*EXERCISE TASKS*:
a) Return the portion of the Northern Knights article starting with "Northern Knights is" and going on through "a single point.", copied verbatim.
b) According to the Northern Knights article, what is the team's home ground?
c) Continue the Northern Knights article from the point at which it ends.

*SELECTED TEXT*:
========

Northern Knights

Personnel
- Captain: Matthew Humphreys
- Coach: Simon Johnston
- Owner: Northern Cricket Union of Ireland

Team information
- Colors: Navy and Red
- Founded: 2013
- Home ground: Stormont Cricket Ground, Belfast
- Capacity: 7,000

History
- Inter-Provincial Championship wins: 0
- Interprovincial One-Day Trophy wins: 2
- Interprovincial Twenty20 Cup wins: 1

= Northern Knights (cricket team) =

Provincial cricket team on the island of Ireland

Northern Knights is a first-class inter-provincial cricket team in Ireland.

The team participates in the Inter-Provincial Championship, Interprovincial One-Day Trophy & Interprovincial Twenty20 Cup.

The team represents the Northern Cricket Union of Ireland, which in turn covers most of eastern and southern Ulster and parts of western Ulster.

==History==

In 2013, Cricket Ireland formed a three-day Championship, 50 over Cup and 20 over Trophy featuring teams from Leinster, the North and the North West. The NCU team would be known as the Northern Knights. On 8 April, they announced Eugene Moleon as their coach and Gavin Rogers as his assistant coach.

The Knights lifted their first trophy, the Inter-Provincial Cup, in that debut season. A surprise final day victory by the North West Warriors over Leinster Lightning ensured the Knights won the title by a single point.

========

*DATA EXTRACT*:
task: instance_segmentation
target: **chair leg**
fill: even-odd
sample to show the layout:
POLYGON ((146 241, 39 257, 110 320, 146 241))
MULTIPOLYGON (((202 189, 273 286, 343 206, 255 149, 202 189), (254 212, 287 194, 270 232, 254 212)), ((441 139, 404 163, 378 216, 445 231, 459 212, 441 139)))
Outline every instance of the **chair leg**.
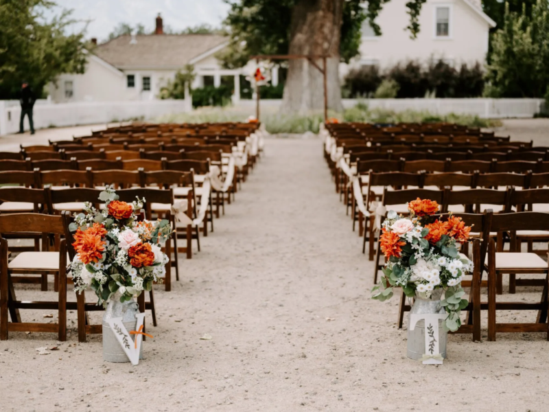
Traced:
POLYGON ((84 292, 76 292, 76 313, 78 323, 78 342, 86 341, 86 297, 84 292))
MULTIPOLYGON (((64 249, 64 248, 63 248, 64 249)), ((59 341, 67 341, 67 273, 65 268, 60 268, 59 274, 59 306, 58 307, 58 327, 59 341)))
POLYGON ((400 295, 400 302, 399 303, 399 319, 398 328, 402 329, 402 324, 404 322, 404 307, 406 306, 406 295, 404 290, 401 288, 401 295, 400 295))
POLYGON ((373 270, 373 283, 374 284, 377 284, 377 272, 379 271, 379 255, 380 255, 380 251, 379 251, 379 245, 378 244, 377 248, 375 252, 375 264, 374 265, 373 270))
POLYGON ((154 294, 152 293, 152 289, 151 288, 150 292, 149 292, 149 297, 150 298, 150 310, 152 313, 152 325, 156 327, 156 311, 154 310, 154 294))

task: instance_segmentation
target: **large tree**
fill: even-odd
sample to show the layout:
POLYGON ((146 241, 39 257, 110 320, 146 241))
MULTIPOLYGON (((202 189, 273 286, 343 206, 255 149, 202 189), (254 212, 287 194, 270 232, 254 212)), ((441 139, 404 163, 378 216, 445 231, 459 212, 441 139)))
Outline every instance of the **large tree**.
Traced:
MULTIPOLYGON (((328 106, 340 110, 339 63, 358 54, 364 19, 380 33, 375 19, 388 0, 224 1, 231 5, 225 20, 231 47, 220 56, 226 67, 242 67, 255 54, 328 56, 328 106)), ((412 37, 419 30, 417 19, 425 1, 406 3, 410 18, 408 29, 412 37)), ((315 62, 321 67, 321 60, 315 62)), ((323 107, 320 71, 306 59, 290 60, 283 111, 303 113, 323 107)))
POLYGON ((17 96, 21 81, 40 94, 62 73, 83 73, 84 32, 67 34, 70 12, 48 21, 47 0, 0 0, 0 99, 17 96))

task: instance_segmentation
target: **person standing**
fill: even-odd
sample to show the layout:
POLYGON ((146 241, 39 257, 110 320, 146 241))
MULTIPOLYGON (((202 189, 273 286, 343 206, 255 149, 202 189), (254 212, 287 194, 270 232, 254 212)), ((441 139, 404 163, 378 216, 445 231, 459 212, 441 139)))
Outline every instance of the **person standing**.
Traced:
POLYGON ((32 107, 34 106, 34 93, 27 82, 23 82, 21 86, 21 91, 19 96, 19 102, 21 104, 21 118, 19 121, 19 133, 24 132, 23 128, 23 121, 25 115, 29 117, 29 124, 30 124, 30 134, 34 134, 34 123, 32 122, 32 107))

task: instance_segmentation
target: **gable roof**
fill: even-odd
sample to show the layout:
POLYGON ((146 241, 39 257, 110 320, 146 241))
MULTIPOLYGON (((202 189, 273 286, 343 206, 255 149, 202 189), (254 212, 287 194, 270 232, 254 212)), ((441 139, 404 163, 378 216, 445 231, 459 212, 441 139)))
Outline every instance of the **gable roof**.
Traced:
POLYGON ((98 45, 93 53, 117 69, 180 69, 229 43, 218 34, 124 35, 98 45))
POLYGON ((482 11, 482 7, 480 5, 480 2, 475 1, 474 0, 463 0, 463 1, 473 9, 480 17, 482 17, 491 27, 495 27, 497 25, 495 22, 492 20, 490 16, 482 11))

========

*ANSWERS TO THE TASKS*:
a)
Northern Knights is a first-class inter-provincial cricket team in Ireland.

The team participates in the Inter-Provincial Championship, Interprovincial One-Day Trophy & Interprovincial Twenty20 Cup.

The team represents the Northern Cricket Union of Ireland, which in turn covers most of eastern and southern Ulster and parts of western Ulster.

==History==

In 2013, Cricket Ireland formed a three-day Championship, 50 over Cup and 20 over Trophy featuring teams from Leinster, the North and the North West. The NCU team would be known as the Northern Knights. On 8 April, they announced Eugene Moleon as their coach and Gavin Rogers as his assistant coach.

The Knights lifted their first trophy, the Inter-Provincial Cup, in that debut season. A surprise final day victory by the North West Warriors over Leinster Lightning ensured the Knights won the title by a single point.

b) Stormont Cricket Ground, Belfast

c)
Up to and including the 2016 Inter-Provincial Championship, the matches were not given first-class status. However, at an International Cricket Council meeting in October 2016, first-class status was awarded to all future matches.

In January 2016, Simon Johnston, then head of Waringstown Cricket Club, was appointed head coach of the team, replacing Eugene Moleon.

In would be 2019 before the Knights silverware drought came to an end. The team won 3 of their 6 Inter-Provincial Trophy games in a rain-affected season which was enough for captain Gary Wilson to lift the trophy.

Following Wilson's retirement, Harry Tector took over captaincy duties for the 2021 season. He was succeeded by Mark Adair in 2022.

2023 was the most successful year in the team's history as they completed a List A and T20 double.

== Honours ==

 Inter-Provincial Cup - (List A) - 2 titles
 Winners: 2013, 2023

 Inter-Provincial Trophy - (T20) - 1 title
 Winners: 2023

==Current squad==
- denotes players with international caps.
- denotes players qualified to play for Ireland on residency or dual nationality.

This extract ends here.